Task objective.
Each record below needs to be reproduced precisely, though not its pictures.

[Data records — start]

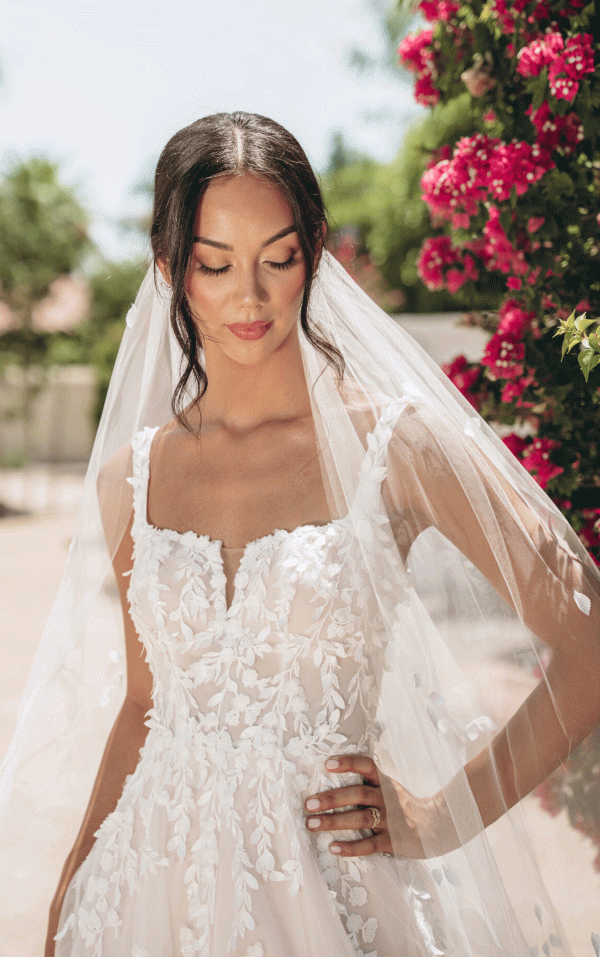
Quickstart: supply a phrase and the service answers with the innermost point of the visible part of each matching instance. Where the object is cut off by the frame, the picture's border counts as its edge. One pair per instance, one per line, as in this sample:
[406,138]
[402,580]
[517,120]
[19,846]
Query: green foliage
[113,288]
[546,225]
[576,332]
[43,233]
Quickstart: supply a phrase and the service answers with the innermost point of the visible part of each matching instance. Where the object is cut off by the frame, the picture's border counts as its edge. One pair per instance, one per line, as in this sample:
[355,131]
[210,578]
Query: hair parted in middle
[228,144]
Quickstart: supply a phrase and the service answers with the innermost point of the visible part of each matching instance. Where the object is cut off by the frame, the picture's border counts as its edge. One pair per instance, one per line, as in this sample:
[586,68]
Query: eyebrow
[217,245]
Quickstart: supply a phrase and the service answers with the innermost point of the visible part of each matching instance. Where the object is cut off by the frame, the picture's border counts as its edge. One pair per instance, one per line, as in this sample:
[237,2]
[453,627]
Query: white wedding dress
[206,853]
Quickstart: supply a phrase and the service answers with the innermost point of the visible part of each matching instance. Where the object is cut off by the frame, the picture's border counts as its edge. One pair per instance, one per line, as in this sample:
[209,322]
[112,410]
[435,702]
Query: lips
[250,330]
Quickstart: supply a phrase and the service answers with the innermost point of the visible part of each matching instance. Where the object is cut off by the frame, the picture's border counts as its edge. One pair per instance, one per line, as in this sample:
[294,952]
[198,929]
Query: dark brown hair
[220,145]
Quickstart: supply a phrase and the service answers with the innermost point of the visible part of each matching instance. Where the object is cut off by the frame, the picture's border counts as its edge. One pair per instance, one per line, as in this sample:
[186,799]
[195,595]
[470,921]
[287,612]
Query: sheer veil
[464,563]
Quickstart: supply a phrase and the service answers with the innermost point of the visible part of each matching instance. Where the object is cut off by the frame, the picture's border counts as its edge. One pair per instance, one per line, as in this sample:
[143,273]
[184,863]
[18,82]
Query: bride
[318,547]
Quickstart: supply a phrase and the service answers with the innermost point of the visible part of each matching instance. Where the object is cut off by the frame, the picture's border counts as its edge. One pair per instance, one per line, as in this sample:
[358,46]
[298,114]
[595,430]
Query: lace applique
[248,704]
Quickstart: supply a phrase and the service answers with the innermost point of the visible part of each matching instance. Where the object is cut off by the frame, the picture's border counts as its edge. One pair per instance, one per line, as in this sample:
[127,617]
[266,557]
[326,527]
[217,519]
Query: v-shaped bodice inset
[265,663]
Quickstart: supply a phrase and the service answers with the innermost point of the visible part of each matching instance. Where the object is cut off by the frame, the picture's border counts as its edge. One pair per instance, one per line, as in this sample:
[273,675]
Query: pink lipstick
[250,330]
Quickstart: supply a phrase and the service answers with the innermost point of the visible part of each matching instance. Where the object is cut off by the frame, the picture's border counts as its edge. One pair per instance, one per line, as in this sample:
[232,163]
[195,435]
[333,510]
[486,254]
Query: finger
[352,794]
[359,819]
[377,844]
[361,764]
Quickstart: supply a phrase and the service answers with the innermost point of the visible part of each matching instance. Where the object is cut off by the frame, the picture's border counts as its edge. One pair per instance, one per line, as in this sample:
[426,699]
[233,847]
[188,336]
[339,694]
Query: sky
[100,86]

[Data records — finish]

Solution to this problem.
Quickstart: supply a phrase and the service answers with the innermost point of the visible part of each matching instance. Where the object is cut off by the frame, the picture's border counts as its edge. One pair per instance, one per line, as in this sample:
[406,138]
[402,580]
[517,120]
[19,846]
Query: green foliage
[113,288]
[546,225]
[576,332]
[43,233]
Quickstart: supply a phrase and the service answers with the innermost point of the visible part of each matching instance. Where the object is cut off by the frame, the picture's border counts as its edge. One pair per instance, one per line, as in this sample:
[355,131]
[210,578]
Query: hair parted in middle
[228,144]
Quickstart: supply a phrase and the service answers with the innermost point of the visible part of each matching instance. Where the object is cut off by the frame, the picture's border counts as its edge. One pair per instance, one per line, as in this sample:
[586,68]
Query: eyebrow
[217,245]
Quickstart: supply a phrase and the service answers with the innermost point of the visible part of each matching instance. Where the object is cut off by the frame, the picture's border counts as its edge. One pair per instance, one per line, as in this sample:
[237,2]
[453,627]
Query: white wedding dress
[206,853]
Quickstart: supply a phrase and the service answers with the innermost point of the visible part of each matching instance. Where the object is cut off by the frame, the picture's border counts as its edge. One pair per instance, one per line, as in this sample:
[209,322]
[112,410]
[435,702]
Query: lips
[250,330]
Quickstart: supply a phrase and the service answers with the innermost point of the visible part of each matching instance. Where the object is cut off by the frame, the picture's border counts as its edge. One pair per instance, one per line, as in this sample:
[294,952]
[198,929]
Query: dark brown hair
[220,145]
Quickstart: supply a phrase and the service answers with the innermost point of the visible part of each matching instance. Where the object is cut off by the frame, the picture's border counts as its edge. One pair per instance, one per line, as in this sample:
[186,799]
[195,595]
[470,921]
[287,612]
Query: sheer veil
[464,563]
Quickstart: supply a phrase and the service answers with the innermost point of the visible part of each matching instance. Where the object is cut off by the frame, the picture's border counts as its edge. One pair per instance, one per line, as in this sample:
[143,273]
[184,863]
[18,82]
Query: bride
[318,547]
Quickstart: supply a phrase and the service answers with the innermost point of the visible part of each matching instance. Where the object is cut off by the frame, the picture's border counts as its edge. One pair per instance, one per line, as in this sample:
[358,46]
[298,114]
[595,430]
Query: lace applique
[248,704]
Quickstart: supply a phrase and the service answers with the innermost point of the visible part of each matching instance. Where the object is cut off by the frame, the picture's border counts as its edge. One pair per instance, one per line, as in this sample:
[127,617]
[266,557]
[326,527]
[217,519]
Query: v-shaped bodice inset
[265,663]
Quickstart: supply a phrase and the service answers with the innermost point of the visible part of each matching instance. Where the object is cut off by the frame, the picture's border counts as its edge. One pair per instance, one per line, as in this sample:
[273,675]
Query: pink lipstick
[250,330]
Quickstart: supply a phrase and the service answers with the innermost point of the visible part of each matching instance. Where the object is cut off by the frame, the picture's border counts as its edge. One pair per instance, one per line, as in this sample:
[232,163]
[195,435]
[333,510]
[486,254]
Query: finger
[352,794]
[359,819]
[377,844]
[361,764]
Quickstart: supply a phrase and the service answers with the innermost point of the visible part of each matching instance. Where the object is cut off by the frame, the picture's border counts as its edge. One pair per instance, one per line, as in this sample:
[426,699]
[233,847]
[188,336]
[339,694]
Query: sky
[100,86]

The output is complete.